WHAT TO WORK ON>
Count the lines in the entries below that contain the string "bare", treating uppercase and lowercase as different, and give only that number.
# Start of DATA FOR PROCESSING
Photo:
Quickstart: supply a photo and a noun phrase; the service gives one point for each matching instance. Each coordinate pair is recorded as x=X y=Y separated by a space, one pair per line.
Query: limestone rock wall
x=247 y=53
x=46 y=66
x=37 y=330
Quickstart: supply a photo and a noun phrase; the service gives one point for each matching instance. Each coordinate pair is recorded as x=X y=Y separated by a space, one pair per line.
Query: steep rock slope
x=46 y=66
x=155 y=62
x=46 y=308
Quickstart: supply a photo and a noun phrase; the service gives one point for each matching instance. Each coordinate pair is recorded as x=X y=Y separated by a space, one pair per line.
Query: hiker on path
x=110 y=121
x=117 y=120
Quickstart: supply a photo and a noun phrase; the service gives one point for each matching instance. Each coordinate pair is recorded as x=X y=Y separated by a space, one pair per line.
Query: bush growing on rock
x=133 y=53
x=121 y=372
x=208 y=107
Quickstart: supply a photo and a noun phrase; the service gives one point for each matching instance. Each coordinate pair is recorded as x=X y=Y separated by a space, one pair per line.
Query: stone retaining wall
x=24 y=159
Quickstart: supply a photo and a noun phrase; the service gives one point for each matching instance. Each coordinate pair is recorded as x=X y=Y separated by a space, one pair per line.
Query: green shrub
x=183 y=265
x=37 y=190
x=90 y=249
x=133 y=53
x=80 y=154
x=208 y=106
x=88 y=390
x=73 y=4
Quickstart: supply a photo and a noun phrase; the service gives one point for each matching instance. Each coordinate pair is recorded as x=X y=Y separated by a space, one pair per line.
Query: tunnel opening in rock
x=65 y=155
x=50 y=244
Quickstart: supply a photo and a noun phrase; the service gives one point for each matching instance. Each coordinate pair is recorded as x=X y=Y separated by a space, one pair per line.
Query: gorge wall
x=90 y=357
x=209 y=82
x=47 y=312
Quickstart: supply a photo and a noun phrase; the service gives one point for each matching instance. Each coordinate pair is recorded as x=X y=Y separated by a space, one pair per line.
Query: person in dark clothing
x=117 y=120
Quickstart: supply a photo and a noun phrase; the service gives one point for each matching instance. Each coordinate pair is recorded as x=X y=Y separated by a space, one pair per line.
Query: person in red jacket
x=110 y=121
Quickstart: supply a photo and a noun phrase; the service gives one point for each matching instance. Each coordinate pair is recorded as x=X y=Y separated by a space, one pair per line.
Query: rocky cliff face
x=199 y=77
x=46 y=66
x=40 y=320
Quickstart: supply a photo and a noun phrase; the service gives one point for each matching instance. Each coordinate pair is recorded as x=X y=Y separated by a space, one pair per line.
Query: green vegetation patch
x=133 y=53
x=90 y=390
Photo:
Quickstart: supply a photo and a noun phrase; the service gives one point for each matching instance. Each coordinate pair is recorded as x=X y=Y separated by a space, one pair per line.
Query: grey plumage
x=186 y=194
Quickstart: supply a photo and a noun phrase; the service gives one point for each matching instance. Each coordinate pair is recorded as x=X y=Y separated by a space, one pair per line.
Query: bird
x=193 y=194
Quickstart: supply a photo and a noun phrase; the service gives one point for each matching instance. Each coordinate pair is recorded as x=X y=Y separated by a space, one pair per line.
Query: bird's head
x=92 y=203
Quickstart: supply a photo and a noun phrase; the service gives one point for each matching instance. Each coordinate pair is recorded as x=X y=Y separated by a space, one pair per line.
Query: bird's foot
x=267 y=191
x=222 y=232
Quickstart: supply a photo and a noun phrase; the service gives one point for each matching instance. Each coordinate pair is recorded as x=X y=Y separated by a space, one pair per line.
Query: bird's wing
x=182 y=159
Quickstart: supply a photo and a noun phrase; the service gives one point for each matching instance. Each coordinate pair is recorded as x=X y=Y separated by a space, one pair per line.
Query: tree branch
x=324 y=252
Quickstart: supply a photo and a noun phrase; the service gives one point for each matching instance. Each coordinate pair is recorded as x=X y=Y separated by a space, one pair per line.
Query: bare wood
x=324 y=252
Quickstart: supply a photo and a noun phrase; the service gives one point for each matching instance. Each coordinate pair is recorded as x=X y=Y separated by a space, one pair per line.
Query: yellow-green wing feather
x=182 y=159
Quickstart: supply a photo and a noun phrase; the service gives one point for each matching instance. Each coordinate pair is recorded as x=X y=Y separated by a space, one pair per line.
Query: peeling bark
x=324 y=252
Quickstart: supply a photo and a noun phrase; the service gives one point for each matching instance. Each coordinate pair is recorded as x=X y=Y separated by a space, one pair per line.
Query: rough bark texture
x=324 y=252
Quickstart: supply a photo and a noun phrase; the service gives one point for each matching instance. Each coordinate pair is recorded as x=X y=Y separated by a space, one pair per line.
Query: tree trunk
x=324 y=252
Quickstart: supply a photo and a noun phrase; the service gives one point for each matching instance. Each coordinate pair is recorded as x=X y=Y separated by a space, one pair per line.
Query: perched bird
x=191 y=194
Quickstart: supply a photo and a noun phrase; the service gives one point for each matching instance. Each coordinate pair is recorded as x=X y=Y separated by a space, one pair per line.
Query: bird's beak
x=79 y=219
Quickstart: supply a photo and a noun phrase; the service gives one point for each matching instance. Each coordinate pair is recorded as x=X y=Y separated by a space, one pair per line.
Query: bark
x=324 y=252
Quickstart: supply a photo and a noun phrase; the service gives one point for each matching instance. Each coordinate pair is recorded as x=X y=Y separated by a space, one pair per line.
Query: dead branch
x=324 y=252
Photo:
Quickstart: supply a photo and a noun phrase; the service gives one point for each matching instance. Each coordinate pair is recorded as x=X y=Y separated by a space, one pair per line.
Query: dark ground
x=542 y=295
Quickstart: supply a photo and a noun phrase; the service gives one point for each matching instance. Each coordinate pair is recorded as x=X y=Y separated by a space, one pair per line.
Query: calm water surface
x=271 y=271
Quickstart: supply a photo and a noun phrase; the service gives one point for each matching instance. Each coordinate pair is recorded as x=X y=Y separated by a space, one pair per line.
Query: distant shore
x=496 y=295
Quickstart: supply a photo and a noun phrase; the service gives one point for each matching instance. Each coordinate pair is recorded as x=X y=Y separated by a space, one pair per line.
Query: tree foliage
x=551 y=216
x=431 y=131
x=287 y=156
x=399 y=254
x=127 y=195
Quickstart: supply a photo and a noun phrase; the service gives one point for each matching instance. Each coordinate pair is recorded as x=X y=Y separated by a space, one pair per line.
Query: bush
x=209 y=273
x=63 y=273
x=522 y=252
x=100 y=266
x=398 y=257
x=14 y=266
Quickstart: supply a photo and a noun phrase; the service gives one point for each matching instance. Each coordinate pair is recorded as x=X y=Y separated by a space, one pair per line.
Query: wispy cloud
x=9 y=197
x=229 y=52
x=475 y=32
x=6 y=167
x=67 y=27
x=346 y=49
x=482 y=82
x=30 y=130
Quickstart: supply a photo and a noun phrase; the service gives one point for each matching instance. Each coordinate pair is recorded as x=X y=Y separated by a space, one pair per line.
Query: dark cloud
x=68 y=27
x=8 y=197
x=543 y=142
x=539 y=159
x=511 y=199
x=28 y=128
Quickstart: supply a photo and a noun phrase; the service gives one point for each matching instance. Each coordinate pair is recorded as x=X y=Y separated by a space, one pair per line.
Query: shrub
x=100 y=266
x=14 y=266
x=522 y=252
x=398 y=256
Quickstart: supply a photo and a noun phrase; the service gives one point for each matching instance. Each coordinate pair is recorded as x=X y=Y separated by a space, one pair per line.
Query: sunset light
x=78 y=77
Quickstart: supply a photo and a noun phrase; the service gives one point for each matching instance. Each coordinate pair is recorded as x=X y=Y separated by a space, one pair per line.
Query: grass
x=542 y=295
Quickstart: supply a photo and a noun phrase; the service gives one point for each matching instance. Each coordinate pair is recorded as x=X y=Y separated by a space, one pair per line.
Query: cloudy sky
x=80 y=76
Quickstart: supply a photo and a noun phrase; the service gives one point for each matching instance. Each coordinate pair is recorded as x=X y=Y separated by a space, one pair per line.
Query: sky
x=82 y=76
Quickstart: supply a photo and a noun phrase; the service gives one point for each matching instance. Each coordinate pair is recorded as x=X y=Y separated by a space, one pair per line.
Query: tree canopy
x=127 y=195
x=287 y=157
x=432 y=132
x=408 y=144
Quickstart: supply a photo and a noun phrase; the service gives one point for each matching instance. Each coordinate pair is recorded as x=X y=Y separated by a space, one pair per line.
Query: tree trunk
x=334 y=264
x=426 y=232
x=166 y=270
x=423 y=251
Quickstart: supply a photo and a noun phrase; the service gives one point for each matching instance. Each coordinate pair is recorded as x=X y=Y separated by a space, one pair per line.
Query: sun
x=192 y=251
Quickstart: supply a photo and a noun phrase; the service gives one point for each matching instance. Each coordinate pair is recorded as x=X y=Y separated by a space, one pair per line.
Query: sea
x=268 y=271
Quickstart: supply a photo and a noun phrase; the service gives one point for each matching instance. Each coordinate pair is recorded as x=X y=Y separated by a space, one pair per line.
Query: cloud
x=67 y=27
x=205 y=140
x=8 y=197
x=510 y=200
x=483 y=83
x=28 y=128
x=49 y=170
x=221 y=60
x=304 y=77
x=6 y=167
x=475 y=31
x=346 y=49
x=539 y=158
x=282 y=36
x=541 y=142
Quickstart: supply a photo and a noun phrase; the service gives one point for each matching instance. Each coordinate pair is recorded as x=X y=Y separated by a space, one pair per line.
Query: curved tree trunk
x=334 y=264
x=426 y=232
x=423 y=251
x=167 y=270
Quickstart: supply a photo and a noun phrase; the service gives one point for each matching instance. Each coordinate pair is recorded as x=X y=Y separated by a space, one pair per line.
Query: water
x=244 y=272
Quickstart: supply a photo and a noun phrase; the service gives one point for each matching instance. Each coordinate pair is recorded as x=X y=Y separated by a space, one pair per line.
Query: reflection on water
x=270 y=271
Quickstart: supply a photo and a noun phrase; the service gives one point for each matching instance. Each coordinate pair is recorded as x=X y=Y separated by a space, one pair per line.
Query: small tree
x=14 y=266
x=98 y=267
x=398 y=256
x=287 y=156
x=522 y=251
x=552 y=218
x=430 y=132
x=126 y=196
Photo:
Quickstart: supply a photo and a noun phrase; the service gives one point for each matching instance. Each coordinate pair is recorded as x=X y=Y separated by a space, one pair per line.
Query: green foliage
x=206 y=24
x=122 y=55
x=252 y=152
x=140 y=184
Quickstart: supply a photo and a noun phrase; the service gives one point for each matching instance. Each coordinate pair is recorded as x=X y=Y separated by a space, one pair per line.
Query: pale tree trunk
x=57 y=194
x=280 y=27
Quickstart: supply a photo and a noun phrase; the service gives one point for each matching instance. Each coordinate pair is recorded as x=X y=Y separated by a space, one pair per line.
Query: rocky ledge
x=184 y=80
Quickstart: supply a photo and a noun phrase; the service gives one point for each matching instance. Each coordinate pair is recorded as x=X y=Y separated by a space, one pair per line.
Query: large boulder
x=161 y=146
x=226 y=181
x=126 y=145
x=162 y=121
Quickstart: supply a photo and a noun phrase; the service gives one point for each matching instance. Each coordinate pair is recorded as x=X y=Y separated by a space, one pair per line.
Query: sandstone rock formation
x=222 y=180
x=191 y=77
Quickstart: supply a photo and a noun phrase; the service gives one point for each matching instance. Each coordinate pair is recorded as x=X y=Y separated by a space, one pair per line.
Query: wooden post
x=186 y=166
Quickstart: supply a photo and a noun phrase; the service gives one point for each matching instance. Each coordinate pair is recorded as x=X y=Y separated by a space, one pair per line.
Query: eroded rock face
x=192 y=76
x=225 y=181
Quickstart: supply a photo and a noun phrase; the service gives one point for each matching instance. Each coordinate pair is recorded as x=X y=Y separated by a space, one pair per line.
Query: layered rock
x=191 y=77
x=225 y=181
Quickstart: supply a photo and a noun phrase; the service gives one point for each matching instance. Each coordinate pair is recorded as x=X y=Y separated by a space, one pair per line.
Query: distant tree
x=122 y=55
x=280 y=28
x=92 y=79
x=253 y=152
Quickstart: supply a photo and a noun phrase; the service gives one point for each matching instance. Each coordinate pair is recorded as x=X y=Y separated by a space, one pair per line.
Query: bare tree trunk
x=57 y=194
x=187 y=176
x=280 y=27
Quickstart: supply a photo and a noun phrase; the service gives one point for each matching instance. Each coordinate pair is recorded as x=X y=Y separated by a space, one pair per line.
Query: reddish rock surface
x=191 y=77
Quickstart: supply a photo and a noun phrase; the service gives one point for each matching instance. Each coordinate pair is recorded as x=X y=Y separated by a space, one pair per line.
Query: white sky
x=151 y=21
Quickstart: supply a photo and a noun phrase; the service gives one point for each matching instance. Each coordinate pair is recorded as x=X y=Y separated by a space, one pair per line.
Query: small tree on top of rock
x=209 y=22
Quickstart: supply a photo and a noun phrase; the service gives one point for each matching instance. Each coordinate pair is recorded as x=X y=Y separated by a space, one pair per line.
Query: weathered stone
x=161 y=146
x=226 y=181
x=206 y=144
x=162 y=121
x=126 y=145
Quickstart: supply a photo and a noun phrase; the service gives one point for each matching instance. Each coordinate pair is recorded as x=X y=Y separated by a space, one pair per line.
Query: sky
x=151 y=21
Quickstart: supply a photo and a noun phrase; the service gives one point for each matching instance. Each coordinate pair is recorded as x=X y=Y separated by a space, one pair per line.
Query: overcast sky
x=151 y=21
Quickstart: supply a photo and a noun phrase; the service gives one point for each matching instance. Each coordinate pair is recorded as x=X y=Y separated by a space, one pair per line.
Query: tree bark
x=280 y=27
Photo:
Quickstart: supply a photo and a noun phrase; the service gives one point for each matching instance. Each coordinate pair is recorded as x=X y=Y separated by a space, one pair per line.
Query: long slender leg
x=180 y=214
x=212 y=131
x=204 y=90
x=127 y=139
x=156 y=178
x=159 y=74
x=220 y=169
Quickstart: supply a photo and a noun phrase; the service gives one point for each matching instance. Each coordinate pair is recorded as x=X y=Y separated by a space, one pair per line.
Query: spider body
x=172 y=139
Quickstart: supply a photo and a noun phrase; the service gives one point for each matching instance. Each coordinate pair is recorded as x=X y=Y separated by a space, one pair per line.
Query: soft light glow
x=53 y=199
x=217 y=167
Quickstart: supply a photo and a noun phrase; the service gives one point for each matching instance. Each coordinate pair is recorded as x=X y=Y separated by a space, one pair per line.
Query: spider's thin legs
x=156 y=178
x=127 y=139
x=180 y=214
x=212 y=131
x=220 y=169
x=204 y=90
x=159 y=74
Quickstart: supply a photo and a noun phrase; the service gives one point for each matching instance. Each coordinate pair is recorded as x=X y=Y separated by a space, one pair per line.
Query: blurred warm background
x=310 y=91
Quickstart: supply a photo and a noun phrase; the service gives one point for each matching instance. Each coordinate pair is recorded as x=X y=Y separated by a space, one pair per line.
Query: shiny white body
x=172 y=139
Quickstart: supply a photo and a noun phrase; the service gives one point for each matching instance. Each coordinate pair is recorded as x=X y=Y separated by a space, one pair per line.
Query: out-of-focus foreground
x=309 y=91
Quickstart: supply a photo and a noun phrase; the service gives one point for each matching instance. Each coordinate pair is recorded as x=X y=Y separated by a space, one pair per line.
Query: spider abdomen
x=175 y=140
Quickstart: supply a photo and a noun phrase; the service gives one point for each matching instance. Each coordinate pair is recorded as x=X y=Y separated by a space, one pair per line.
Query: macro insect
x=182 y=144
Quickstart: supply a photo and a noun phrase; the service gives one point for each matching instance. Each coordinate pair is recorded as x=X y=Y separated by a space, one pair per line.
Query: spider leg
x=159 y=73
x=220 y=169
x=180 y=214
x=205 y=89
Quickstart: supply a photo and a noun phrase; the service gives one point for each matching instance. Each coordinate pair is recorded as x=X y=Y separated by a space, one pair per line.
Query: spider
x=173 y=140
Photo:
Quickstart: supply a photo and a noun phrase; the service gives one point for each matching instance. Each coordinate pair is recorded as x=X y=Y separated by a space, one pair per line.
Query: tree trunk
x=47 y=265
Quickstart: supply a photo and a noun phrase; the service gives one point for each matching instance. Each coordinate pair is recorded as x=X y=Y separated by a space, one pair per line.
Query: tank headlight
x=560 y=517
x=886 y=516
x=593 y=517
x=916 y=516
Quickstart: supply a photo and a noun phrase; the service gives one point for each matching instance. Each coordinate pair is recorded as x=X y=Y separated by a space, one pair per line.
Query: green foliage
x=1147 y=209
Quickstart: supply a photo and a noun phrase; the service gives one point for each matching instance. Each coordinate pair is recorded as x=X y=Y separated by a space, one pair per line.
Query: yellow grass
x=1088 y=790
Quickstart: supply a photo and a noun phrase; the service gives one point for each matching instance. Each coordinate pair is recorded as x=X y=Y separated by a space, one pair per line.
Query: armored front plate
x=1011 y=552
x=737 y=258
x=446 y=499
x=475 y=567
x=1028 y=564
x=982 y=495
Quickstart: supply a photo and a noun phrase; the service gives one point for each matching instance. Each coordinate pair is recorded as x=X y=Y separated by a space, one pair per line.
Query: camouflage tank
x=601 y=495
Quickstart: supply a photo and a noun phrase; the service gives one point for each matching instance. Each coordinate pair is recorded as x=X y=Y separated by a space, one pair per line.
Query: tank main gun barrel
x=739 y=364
# End of DATA FOR PROCESSING
RESULT OF THE EXERCISE>
2